Buku ini, meski disebut sebagai “buku putih”, tapi bukanlah sebuah pledoi buta terhadap Lekra. Ia adalah ikhtiar memberi kesempatan bagi mereka untuk berbicara apa sesungguhnya yang telah mereka lakukan semasa kurun 15 tahun yang bergemuruh itu.
Jika boleh disandingkan, buku ini adalah jawaban paling serius dari Prahara Budaya: Kilas Balik Ofensif Lekra/PKI yang disusun DS Moeljanto (DSM) dan Taufik Ismail (TI) sekira tahun 1995 silam.
TI dalam pengantarnya mengatakan bahwa Prahara Budaya disusun dengan ketulusan hati ingin meluruskan sejarah. Buku itu ditujukan bagi pembaca muda yang tak mengalami peristiwa tersebut. Sementara Muhidin dan Rhoma dalam pengantarnya mengatakan bahwa Lekra Tak Membakar Buku ditujukan untuk mengingat kembali peran Lekra dalam kebudayaan Indonesia pada masa itu dengan apa adanya agar generasi yang tak mengalami peristiwa tersebut memperoleh informasi sejarah yang berimbang.
Jika Prahara Budaya bersampul “merah” itu disusun oleh dua budayawan lanjut usia (baca: tua) yang sangat antipati terhadap Lekra, maka buku ini disusun dua orang muda enerjik dari masa yang sudah sangat jauh berbeda tatkala Lekra berdiri kukuh. Meski ketebalan hanya berbeda kurang dari 60 halaman, tapi perbedaan di antara keduanya terlihat prinsipil.
Dalam Prahara Budaya, tak jelas disebutkan posisi DSM dan TI sebagai apa selain nama mereka tercantum disampul—mungkin lebih tepat jika disebut editor jika bukan kolektor—dari kliping koran, majalah, dan makalah kebudayaan di seputar tahun 60-an. Dokumen-dokumen itu disajikan mentah, sedikit pengantar dan komentar di bawah, yang kadang tak ada kaitannya dengan bahasan di atasnya, dan perubahan judul (tanpa penjelasan mengapa diubah dari aslinya) di sana sini.

- TUGAS LATIHAN -
**a.** Menurut teks tentang buku Lekra, sekitar tahun berapa Prahara Budaya disusun?
**b.** Salin bagian teks tentang buku Lekra, dimulai dengan “Dalam Prahara Budaya, tak” dan terus sampai “di sana sini.”.
Jawablah hanya berdasarkan teks di atas.

- INFORMASI YANG DIBERIKAN -
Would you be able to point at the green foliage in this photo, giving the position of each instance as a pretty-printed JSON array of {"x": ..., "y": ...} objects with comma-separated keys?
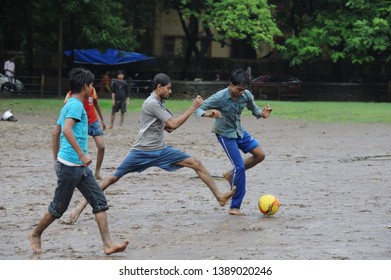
[
  {"x": 356, "y": 30},
  {"x": 232, "y": 19}
]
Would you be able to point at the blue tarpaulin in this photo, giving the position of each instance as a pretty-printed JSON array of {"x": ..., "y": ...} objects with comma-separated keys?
[{"x": 108, "y": 57}]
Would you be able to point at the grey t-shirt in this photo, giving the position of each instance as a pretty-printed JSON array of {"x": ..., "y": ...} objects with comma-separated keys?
[{"x": 153, "y": 118}]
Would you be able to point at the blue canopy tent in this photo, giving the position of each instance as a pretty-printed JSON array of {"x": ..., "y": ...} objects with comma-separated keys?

- HASIL YANG DIHARAPKAN -
**a.** Sekira tahun 1995.

**b.**
Dalam Prahara Budaya, tak jelas disebutkan posisi DSM dan TI sebagai apa selain nama mereka tercantum disampul—mungkin lebih tepat jika disebut editor jika bukan kolektor—dari kliping koran, majalah, dan makalah kebudayaan di seputar tahun 60-an. Dokumen-dokumen itu disajikan mentah, sedikit pengantar dan komentar di bawah, yang kadang tak ada kaitannya dengan bahasan di atasnya, dan perubahan judul (tanpa penjelasan mengapa diubah dari aslinya) di sana sini.